◆ **Problem statement**
Examine each line of the data. Copy those that contain the string "light".

◆ **Data shown**
Start of Block

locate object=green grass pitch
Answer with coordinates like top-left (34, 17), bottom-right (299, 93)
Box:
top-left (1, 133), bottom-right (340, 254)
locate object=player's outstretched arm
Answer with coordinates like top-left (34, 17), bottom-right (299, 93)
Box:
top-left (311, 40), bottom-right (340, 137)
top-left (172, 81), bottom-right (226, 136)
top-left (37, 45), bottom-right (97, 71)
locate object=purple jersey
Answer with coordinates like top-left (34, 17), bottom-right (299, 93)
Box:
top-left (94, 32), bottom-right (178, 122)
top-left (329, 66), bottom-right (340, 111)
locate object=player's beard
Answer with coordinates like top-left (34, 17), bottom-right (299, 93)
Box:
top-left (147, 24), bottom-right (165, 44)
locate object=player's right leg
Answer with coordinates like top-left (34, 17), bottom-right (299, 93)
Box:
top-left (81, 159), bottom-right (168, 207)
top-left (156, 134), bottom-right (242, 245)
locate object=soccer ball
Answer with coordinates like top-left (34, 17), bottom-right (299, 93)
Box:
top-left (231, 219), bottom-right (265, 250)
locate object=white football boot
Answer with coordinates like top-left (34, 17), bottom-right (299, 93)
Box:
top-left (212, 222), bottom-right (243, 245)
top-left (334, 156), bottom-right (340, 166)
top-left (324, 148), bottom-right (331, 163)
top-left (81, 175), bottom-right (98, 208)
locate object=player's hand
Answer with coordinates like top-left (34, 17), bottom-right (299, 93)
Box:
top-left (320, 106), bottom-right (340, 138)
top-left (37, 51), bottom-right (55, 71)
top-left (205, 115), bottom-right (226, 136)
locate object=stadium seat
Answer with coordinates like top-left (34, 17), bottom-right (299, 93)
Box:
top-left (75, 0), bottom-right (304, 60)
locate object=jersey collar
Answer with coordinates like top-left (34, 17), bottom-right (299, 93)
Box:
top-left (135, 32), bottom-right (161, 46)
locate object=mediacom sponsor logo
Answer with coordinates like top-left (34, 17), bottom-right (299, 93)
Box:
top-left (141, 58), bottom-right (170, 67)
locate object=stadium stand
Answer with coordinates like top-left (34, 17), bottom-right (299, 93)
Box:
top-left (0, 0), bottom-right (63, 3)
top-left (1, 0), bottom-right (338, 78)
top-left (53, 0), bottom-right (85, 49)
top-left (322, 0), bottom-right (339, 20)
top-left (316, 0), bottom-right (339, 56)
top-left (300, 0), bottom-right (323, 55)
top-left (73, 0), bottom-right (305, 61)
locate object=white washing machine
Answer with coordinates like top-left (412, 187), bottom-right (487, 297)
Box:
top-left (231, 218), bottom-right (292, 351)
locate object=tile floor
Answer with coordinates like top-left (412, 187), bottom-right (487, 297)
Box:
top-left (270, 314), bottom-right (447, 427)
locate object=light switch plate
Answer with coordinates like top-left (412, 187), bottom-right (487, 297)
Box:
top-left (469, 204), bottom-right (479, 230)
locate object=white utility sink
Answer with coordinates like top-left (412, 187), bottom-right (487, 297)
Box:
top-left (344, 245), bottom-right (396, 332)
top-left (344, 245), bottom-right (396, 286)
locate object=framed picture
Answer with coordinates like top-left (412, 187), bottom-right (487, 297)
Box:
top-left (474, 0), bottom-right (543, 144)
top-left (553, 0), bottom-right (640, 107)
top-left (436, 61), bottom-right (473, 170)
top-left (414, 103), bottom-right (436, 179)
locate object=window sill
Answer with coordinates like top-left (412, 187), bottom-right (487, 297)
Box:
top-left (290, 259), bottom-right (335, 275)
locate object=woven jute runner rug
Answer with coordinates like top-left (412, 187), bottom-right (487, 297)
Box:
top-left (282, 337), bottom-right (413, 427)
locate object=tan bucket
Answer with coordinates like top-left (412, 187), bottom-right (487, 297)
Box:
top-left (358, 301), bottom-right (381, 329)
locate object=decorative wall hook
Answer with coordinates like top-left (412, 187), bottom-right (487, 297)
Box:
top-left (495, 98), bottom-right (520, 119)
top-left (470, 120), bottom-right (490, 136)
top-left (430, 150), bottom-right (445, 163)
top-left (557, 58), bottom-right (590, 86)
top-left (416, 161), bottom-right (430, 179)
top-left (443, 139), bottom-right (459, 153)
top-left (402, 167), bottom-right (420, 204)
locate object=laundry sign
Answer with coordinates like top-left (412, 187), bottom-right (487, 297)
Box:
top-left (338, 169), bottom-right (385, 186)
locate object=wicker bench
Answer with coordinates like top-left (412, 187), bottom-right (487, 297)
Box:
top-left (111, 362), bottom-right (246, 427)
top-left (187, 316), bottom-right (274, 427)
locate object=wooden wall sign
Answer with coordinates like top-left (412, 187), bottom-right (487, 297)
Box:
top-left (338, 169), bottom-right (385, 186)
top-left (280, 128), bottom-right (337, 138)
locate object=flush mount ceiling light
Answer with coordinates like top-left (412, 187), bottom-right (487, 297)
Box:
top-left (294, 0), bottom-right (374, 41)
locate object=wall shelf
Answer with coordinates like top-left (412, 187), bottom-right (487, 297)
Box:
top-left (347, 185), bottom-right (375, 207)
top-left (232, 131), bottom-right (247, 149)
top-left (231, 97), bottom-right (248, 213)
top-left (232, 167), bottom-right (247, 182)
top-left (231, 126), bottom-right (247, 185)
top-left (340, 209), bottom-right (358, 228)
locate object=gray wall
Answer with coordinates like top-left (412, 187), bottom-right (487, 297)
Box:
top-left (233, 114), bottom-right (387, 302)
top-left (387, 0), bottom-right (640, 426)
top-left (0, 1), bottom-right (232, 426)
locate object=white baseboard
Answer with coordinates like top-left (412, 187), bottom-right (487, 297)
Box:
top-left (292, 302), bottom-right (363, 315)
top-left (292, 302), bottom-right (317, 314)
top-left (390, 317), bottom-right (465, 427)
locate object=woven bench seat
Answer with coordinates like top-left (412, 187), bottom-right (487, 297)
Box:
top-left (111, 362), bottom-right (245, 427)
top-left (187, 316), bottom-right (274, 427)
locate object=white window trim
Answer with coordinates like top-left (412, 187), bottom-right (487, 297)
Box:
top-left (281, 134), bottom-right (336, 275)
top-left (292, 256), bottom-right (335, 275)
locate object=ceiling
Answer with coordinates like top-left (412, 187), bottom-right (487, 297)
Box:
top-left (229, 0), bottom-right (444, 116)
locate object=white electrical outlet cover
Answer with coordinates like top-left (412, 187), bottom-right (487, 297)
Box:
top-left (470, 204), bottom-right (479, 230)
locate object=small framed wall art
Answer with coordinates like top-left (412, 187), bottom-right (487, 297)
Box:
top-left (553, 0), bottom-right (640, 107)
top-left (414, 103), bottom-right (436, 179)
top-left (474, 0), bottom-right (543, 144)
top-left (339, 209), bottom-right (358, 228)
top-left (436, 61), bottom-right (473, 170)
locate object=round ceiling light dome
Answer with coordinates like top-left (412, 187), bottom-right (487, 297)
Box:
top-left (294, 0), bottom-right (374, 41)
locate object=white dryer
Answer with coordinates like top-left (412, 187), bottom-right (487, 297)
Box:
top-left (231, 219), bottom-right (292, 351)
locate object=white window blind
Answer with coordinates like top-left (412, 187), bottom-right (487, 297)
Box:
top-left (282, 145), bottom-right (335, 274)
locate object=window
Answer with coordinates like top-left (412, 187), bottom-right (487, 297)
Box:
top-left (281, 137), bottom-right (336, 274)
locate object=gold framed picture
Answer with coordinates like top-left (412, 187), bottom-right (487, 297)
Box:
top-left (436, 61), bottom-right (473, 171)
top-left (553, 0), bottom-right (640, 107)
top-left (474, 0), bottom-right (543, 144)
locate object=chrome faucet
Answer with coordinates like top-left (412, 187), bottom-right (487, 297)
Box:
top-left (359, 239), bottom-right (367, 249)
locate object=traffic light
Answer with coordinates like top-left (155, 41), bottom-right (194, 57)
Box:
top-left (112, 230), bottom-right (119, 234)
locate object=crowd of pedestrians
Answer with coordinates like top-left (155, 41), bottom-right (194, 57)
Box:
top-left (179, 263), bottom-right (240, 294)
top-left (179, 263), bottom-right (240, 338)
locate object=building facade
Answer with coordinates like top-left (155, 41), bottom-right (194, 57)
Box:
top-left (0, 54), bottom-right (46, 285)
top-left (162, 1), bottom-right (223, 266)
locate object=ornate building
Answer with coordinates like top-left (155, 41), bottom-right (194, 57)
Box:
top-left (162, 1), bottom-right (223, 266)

End of Block

◆ **Response**
locate object=light switch plate
locate object=flush mount ceiling light
locate object=round ceiling light dome
locate object=traffic light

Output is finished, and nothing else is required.